**** Quoted text
Several years ago, I received an email from a Christian man by the name of Tim Clark. Here’s a screenshot of Tim’s email:
Tim could have found the answers to his “thoughtful” questions by exercising a bit of curiosity and reading the posts found on the WHy/ page. (Please see Curiosity, A Missing Evangelical Trait.) Unfortunately, Tim is not the curious sort, so after reading a couple of posts he decided to email me. Tim came to this site via an internet search. He landed on my post about a California pastor accused of sexual misconduct. I suspect Tim was looking for the latest dirt on this preacher, and, while reading my post, decided to email me about what he suspects is my own “immorality.”
Tim’s email subject line says, “Are you “free” now? He put the word free in scare quotes. I assume he did so because he believes that no one is truly free unless they have been saved; and that non-Christians such as myself are in bondage to sin and Satan. Telling Tim, YES, I AM FREE, THANK REASON, I AM FREE, will surely fall on deaf ears. For Tim and other zealots like him, the dictates of the Bible determine who is free and who is not. Christians are free, everyone else is not. No amount of discussion will change Tim’s view of me. I walked away from Jesus, and nobody does that without having some sort of secret desire to live sinfully, especially sexual sin. (It’s always sexual sin, right? Evangelicals are voyeurs, obsessed with sex — who is doing it, when, where, how, and with whom.)
My first thought after reading Tim’s email was to tell him to go fornicate with himself. I am more than a little tired of self-righteous Evangelicals who refuse to accept my story at face value. I am beyond tired when it comes to receiving emails and Facebook comments from Christians who are certain that there is some other reason than what I have stated for my loss of faith. But, tired as I may be, I will muster up a bit of strength so I can answer Tim’s questions. Or are they accusations? Either way, here are my answers.
********
_Brief 1:_
In the post about Tim Clark's email, which word did Tim put in scare quotes in his subject line?
_Brief 2:_
Carry on the post about Tim Clark's email, starting after its final sentence.
**** Dataset
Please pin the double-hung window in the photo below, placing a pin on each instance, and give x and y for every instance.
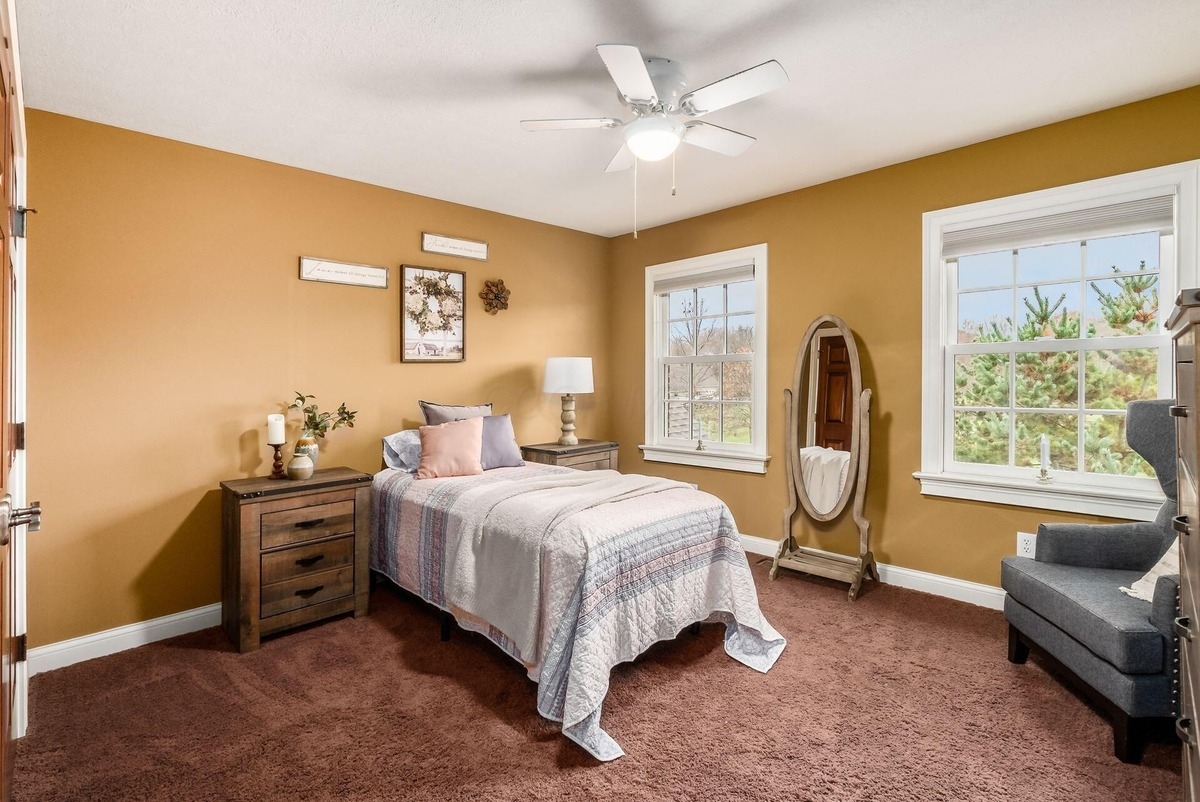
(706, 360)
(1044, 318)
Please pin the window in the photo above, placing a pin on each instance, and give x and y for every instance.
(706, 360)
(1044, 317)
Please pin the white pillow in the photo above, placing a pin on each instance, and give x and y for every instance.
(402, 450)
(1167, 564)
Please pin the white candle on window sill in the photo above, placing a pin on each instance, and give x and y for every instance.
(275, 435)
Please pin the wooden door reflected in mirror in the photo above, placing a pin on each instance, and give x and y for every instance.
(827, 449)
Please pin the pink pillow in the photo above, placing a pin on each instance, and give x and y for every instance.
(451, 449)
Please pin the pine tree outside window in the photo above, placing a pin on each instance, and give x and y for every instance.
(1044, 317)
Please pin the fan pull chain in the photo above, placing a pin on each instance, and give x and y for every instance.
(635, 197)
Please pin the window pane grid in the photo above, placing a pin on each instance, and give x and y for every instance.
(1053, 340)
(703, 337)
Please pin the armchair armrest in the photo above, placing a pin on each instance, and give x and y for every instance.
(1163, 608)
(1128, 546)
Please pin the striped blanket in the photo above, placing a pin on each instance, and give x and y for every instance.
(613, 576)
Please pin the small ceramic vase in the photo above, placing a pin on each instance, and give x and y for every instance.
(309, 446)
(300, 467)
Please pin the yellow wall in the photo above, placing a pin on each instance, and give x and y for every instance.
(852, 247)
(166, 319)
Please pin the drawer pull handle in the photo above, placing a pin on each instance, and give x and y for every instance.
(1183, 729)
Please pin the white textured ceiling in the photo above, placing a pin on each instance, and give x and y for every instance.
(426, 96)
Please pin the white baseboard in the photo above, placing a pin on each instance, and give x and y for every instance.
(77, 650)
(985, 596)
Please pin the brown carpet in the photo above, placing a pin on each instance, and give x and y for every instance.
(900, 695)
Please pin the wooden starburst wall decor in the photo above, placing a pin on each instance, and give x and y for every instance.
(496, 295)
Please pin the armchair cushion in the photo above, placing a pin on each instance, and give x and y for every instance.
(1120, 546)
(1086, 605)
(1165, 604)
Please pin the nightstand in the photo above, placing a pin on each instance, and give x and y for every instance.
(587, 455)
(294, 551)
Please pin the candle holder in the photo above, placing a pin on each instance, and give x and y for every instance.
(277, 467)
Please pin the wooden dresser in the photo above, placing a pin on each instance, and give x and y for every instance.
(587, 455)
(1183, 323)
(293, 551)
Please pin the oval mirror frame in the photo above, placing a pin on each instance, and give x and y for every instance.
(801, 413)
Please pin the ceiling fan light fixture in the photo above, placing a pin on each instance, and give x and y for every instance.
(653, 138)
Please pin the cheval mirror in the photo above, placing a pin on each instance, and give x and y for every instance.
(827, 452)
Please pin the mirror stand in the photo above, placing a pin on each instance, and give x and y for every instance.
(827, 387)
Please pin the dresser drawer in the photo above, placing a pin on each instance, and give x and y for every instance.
********
**** Dataset
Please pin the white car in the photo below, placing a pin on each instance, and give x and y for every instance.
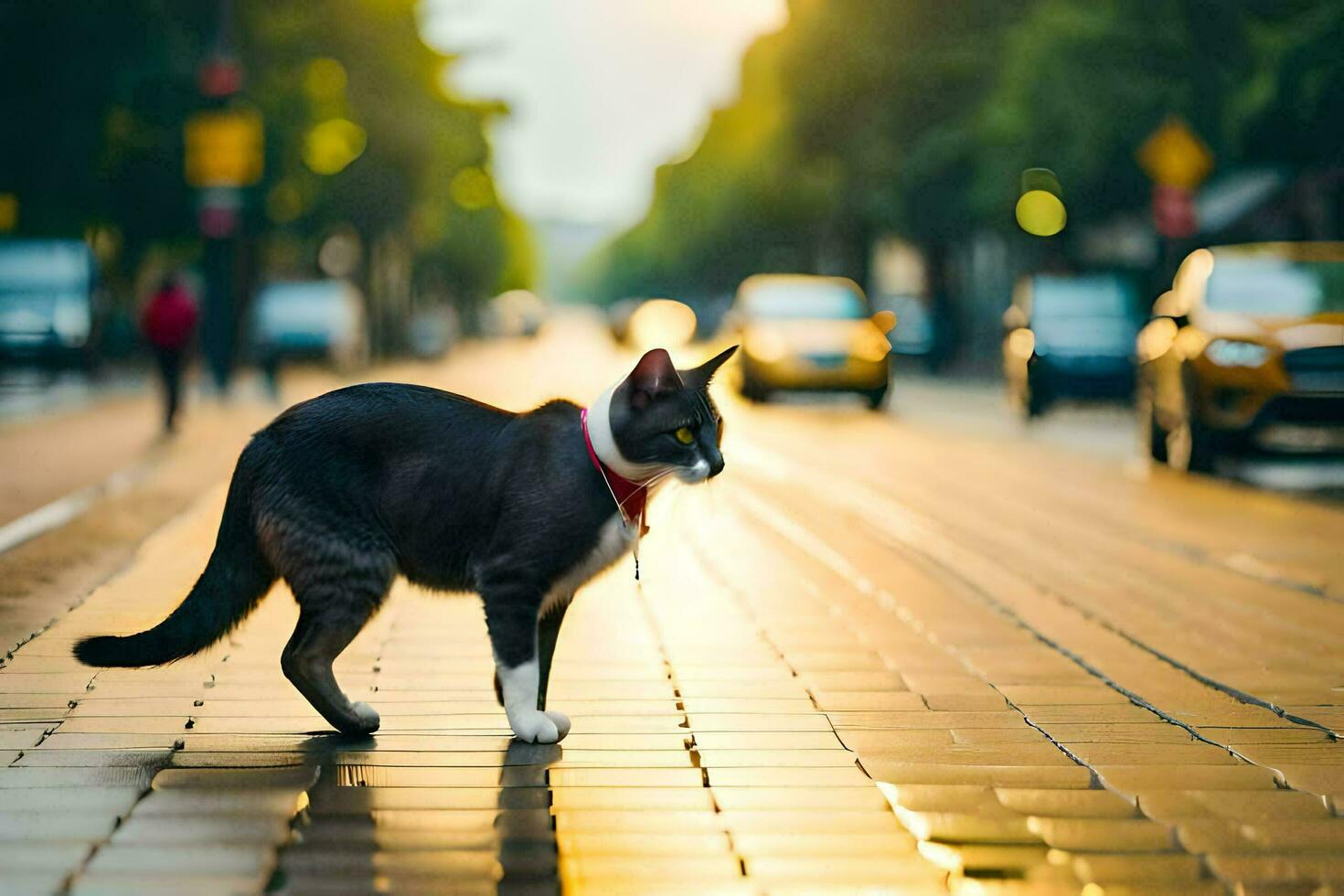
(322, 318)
********
_Written answer 1:_
The word "free."

_Written answer 2:_
Did I “turn from the faith” to “justify some sin in [my] life”? No, I did not. As the posts on the WHY? page make clear, the primary reason I deconverted was that I no longer believed the central claims of Christianity; I no longer believed the Bible was what Christians claimed it was; I no longer believed the Christian narrative could be intellectually and rationally sustained. Simply put, Christianity no longer made any sense to me. (Please read The Michael Mock Rule: It Just Doesn’t Make Sense.)
What Tim really wants to know is whether I turned from the faith to justify “immorality” in my life. Why would I have left Evangelicalism to live an immoral life? As The Black Collar Crime series makes clear, Evangelical preachers can commit adultery, fornication, and even be sexual predators, all while preaching the gospel and condemning sinful behaviors. If I desired to have sexual affairs, chase after prostitutes, frequent gay bars, or get massages at the local massage parlor, I could have done so and remained an Evangelical pastor. When feeling guilt or conviction over my immorality, all I would have had to do was confess my sins (I John 1:9) and Jesus would cleanse me of my sin.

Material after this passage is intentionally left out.